Below is a block of records; return all of them exactly, but without the images.
[EXTRACTED RECORDS start]
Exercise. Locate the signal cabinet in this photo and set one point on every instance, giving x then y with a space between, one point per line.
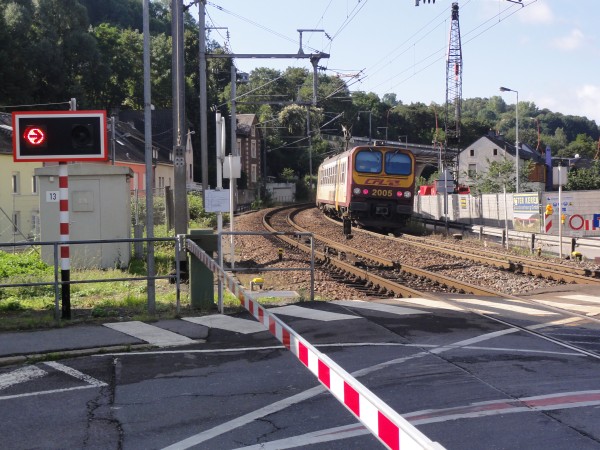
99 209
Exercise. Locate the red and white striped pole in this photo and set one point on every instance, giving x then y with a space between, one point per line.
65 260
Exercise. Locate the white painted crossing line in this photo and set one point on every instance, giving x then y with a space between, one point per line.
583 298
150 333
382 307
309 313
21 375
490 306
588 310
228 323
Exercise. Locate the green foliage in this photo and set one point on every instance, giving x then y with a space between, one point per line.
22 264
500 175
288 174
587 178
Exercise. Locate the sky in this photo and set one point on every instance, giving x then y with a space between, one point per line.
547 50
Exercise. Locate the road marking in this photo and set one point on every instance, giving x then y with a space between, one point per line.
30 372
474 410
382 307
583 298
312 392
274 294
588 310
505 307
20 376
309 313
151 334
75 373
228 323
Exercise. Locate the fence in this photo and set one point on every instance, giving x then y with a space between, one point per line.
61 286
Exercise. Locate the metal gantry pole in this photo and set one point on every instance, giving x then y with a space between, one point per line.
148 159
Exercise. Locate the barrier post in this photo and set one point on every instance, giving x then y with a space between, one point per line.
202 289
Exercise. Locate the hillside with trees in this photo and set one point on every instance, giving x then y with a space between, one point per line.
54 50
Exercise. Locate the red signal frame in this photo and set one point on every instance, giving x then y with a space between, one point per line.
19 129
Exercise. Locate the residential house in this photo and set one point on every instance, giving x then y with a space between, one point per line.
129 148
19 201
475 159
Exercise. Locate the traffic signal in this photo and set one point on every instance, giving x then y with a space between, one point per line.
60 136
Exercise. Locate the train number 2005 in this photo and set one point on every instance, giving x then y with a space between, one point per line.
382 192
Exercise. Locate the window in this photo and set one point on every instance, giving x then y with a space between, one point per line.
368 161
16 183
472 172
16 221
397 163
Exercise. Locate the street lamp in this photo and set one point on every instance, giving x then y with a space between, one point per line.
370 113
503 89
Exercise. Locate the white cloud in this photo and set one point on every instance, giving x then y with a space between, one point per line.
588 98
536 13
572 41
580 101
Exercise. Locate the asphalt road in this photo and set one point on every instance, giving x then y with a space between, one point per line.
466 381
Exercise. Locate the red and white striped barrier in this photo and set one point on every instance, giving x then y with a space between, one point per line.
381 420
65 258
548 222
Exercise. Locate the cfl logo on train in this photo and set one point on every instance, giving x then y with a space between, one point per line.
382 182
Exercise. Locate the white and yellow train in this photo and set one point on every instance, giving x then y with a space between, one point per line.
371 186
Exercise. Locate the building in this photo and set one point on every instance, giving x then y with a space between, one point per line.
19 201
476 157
[EXTRACTED RECORDS end]
◆ PROBLEM SOLUTION:
Exercise. Locate the signal cabinet in this photo and set one point on every instance, giving x then y with a space between, one point per line.
99 209
Exercise. Locate the red and white striped pole in this photo and set one point on every instance, giving x then y with a space between, one point per line.
65 260
Exercise. Locate the white painted crossing line in this photo and set one point on every instance, giving x then y with a space between, one point per line.
583 298
150 333
382 307
309 313
21 375
490 306
588 310
228 323
Exercise. Locate the green foliage in this photo and set one point on every instance, giving x then y with a space between, one point per line.
22 264
500 175
288 174
587 178
Exercise. Locate the sky in this photo and set one point on every instance, giving x then y with a space between, one point per line.
547 50
Exercise. Locate the road marking in this photo and set one point on every instance, giving x then y with a space between, one point per line.
30 372
474 410
382 307
583 298
312 392
274 294
588 310
505 307
20 376
309 313
151 334
75 373
228 323
Exercise. Locate the fence in this photo and set one point on every instance, giving x then y with a space between, one point per line.
61 286
Exercise. Locate the metal gantry pole in this photo and set one point on every instance, giving x then y with a space between, one point per line.
148 159
Exercise. Locate the barrier post in this photo and set one point on every instance, giving x then y with a space between, one point per line.
202 289
Exercise. Locate the hillside with trees in this photo and set one point on every instance, giving x then y with a space between, one point per line.
54 50
Exercise. Locate the red signal frame in this photo and set one point on every instance, giving x then y with a space between, one point per line.
19 129
Exercise. Locate the residential house in this photo and set one point on every instance, giving x then y with a space between, one point per line.
129 148
19 201
475 159
Exercise. Locate the traffic signal in this photo and set one point on every instance, giving x then y with a space between, one point per line.
60 136
Exercise. Locate the train number 2005 in this photo and set one point on every instance, giving x then y with a space between, one point per line.
382 192
Exercise. Locate the window in this photo and set one point on every instance, giving x then y with a space between, one point per line.
368 161
16 183
472 172
16 221
397 163
Exercise. Locate the street lamp in this photo and set one point on every instance, giving x then y with a space between, one point per line.
370 113
503 89
Exercise. Locate the white cloud in this photo and set one point on every instance, giving x then y with a space between, one point per line.
588 98
536 13
572 41
580 101
Exercise. Locate the asphalt road in this photo and set one point on every instance, giving x then y with a space between, one point per line.
466 381
Exercise. Locate the red and white striped barrier in this photo and set one point on every instance, giving x then y with a space between, one point per line.
381 420
65 258
548 222
Exercise. Locate the cfl logo on train in this photo and set one point on every instance, giving x then y with a space between, one point per line.
382 182
Exercise. Locate the white and yellow train in this photo and set one point on every instance, giving x then y with a space between, one point per line.
371 186
Exercise. Locate the building in this photo and set one point on every instance, giving x then y with a space between, one point per line.
19 201
476 157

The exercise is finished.